Records excerpted from a collection
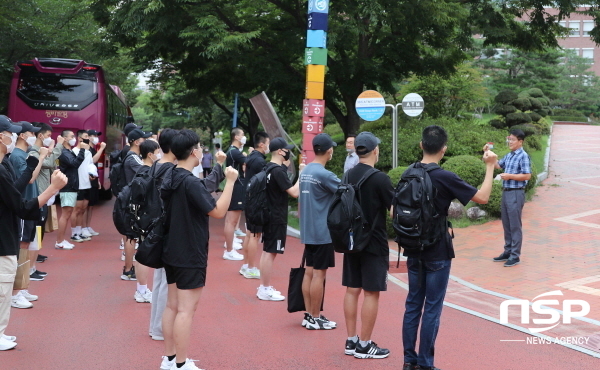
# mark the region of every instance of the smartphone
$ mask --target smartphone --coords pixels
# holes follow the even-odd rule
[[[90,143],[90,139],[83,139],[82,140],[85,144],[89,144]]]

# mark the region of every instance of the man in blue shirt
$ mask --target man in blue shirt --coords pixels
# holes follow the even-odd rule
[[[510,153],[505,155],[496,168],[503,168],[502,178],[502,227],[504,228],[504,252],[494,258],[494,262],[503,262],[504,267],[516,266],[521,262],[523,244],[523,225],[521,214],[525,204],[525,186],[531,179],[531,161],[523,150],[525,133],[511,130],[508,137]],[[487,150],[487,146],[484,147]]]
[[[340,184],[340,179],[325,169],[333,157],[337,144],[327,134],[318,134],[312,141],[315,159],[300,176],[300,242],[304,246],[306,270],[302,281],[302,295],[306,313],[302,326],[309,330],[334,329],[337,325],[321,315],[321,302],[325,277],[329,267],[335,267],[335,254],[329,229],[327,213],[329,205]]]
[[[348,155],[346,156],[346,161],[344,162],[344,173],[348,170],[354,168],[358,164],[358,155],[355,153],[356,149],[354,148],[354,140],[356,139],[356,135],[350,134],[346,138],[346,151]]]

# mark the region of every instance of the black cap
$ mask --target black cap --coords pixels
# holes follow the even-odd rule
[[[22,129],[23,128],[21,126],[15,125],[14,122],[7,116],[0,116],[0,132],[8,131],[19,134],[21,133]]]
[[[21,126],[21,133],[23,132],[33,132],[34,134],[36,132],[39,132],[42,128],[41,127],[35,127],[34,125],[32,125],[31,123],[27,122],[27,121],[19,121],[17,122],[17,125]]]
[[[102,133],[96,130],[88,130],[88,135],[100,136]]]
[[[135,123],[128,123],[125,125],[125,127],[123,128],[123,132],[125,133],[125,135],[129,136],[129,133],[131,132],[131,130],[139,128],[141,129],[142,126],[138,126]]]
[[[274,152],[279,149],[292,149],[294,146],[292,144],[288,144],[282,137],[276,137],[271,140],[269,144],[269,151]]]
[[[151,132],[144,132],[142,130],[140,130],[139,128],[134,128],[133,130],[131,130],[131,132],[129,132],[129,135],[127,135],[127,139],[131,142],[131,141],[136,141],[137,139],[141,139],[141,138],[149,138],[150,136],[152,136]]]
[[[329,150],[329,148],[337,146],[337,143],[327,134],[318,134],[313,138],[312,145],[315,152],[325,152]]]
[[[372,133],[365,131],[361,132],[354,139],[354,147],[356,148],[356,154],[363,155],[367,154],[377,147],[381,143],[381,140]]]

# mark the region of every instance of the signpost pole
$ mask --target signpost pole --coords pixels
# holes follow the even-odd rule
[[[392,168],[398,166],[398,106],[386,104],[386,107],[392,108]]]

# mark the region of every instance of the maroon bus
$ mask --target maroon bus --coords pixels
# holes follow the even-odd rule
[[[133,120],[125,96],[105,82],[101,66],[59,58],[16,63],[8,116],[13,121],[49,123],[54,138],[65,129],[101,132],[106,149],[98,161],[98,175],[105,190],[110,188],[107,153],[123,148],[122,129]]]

...

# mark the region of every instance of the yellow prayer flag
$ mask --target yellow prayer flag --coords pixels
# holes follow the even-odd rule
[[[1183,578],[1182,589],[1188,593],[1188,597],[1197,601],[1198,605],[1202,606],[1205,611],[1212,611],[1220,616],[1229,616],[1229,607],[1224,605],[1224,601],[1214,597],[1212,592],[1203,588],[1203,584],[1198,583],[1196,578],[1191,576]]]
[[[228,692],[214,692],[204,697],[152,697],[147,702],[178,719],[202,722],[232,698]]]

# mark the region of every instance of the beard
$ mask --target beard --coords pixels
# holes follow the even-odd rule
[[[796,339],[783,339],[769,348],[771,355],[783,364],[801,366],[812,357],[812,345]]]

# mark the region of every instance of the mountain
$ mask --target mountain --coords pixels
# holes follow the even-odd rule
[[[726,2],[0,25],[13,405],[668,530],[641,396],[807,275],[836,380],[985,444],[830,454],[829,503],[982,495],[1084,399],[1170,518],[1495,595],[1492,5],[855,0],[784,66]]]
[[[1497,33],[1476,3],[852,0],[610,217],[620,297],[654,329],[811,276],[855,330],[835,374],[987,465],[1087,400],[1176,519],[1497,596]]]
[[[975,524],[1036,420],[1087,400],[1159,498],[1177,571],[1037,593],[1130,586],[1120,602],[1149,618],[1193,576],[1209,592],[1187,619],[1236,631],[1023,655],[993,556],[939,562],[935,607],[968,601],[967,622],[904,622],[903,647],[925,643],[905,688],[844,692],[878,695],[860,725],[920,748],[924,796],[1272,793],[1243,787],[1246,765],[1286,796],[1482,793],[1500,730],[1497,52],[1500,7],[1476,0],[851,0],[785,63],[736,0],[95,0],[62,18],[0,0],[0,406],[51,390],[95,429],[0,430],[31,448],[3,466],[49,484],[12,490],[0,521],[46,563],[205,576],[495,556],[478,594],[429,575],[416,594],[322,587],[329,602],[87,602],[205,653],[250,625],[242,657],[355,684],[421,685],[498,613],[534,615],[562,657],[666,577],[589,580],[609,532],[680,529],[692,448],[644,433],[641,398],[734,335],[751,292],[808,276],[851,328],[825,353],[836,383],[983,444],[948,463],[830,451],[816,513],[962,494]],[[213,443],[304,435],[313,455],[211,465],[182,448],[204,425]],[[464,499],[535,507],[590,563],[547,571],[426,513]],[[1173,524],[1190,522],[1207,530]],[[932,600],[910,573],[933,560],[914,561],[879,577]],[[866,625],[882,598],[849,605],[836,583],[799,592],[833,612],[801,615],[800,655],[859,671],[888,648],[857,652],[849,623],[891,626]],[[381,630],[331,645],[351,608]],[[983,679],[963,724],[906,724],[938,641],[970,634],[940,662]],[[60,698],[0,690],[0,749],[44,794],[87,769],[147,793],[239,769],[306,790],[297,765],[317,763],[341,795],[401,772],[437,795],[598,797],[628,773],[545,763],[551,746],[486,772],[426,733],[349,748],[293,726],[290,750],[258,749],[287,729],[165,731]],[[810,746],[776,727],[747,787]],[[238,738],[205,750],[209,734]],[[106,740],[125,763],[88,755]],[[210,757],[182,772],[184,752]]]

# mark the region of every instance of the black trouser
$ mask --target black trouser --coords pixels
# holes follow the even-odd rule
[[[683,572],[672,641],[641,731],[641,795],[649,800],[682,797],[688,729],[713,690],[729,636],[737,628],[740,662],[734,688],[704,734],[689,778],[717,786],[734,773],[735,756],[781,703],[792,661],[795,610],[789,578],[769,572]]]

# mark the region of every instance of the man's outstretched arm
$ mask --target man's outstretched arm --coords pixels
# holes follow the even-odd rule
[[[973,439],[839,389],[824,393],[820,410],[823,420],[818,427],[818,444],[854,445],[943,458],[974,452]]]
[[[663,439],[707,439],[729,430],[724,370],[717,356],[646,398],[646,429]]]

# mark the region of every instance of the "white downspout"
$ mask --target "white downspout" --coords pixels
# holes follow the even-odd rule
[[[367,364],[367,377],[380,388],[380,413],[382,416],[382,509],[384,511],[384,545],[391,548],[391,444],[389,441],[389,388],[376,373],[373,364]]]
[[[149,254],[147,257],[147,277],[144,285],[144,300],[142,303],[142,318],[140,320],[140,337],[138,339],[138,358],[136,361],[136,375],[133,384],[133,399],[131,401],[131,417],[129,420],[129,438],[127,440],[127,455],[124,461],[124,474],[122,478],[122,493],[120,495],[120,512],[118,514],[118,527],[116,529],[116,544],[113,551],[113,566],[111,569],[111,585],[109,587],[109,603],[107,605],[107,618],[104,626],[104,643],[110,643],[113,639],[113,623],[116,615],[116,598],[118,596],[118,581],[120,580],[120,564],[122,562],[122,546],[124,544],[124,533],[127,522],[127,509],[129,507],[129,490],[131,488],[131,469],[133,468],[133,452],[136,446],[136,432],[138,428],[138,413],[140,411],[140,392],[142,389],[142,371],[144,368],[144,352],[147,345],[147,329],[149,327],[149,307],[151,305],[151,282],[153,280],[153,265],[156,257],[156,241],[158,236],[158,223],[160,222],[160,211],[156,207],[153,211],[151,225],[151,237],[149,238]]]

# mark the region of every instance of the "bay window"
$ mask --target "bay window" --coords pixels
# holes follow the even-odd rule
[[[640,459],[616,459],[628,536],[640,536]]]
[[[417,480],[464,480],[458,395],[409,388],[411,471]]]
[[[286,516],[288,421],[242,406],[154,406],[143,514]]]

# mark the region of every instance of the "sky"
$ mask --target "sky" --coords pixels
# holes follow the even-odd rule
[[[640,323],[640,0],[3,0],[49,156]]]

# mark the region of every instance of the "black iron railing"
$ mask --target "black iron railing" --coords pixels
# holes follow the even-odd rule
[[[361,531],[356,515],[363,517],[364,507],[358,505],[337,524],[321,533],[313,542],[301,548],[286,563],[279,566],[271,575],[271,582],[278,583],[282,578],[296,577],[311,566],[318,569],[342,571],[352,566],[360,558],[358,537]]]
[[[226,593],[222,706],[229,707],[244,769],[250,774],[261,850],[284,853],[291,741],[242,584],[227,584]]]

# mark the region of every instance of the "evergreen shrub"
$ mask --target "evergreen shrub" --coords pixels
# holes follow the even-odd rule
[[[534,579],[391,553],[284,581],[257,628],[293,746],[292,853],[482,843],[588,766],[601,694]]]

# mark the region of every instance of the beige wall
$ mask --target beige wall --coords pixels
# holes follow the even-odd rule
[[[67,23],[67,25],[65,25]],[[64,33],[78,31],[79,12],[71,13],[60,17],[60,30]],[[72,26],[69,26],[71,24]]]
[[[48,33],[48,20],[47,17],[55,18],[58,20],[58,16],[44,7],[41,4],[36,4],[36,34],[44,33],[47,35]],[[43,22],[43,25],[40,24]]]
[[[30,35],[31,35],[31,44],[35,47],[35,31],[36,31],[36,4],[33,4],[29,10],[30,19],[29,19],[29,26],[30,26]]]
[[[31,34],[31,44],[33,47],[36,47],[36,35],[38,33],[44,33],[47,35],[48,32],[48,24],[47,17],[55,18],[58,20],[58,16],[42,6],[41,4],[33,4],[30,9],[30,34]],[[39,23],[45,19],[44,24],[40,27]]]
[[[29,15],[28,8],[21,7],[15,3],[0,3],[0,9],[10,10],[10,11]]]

- [AIM OF THE TASK]:
Could you transcribe the entries above word for word, from the line with "# mark the region of every instance of the smartphone" down to the line with "shirt --coords pixels", keeping both?

- [RESPONSE BOX]:
# mark the region of every instance of the smartphone
$ mask --target smartphone --coords pixels
# holes follow the even-odd rule
[[[90,143],[90,139],[83,139],[82,140],[85,144],[89,144]]]

# mark the region of every instance of the man in blue shirt
$ mask --target man in blue shirt --coords pixels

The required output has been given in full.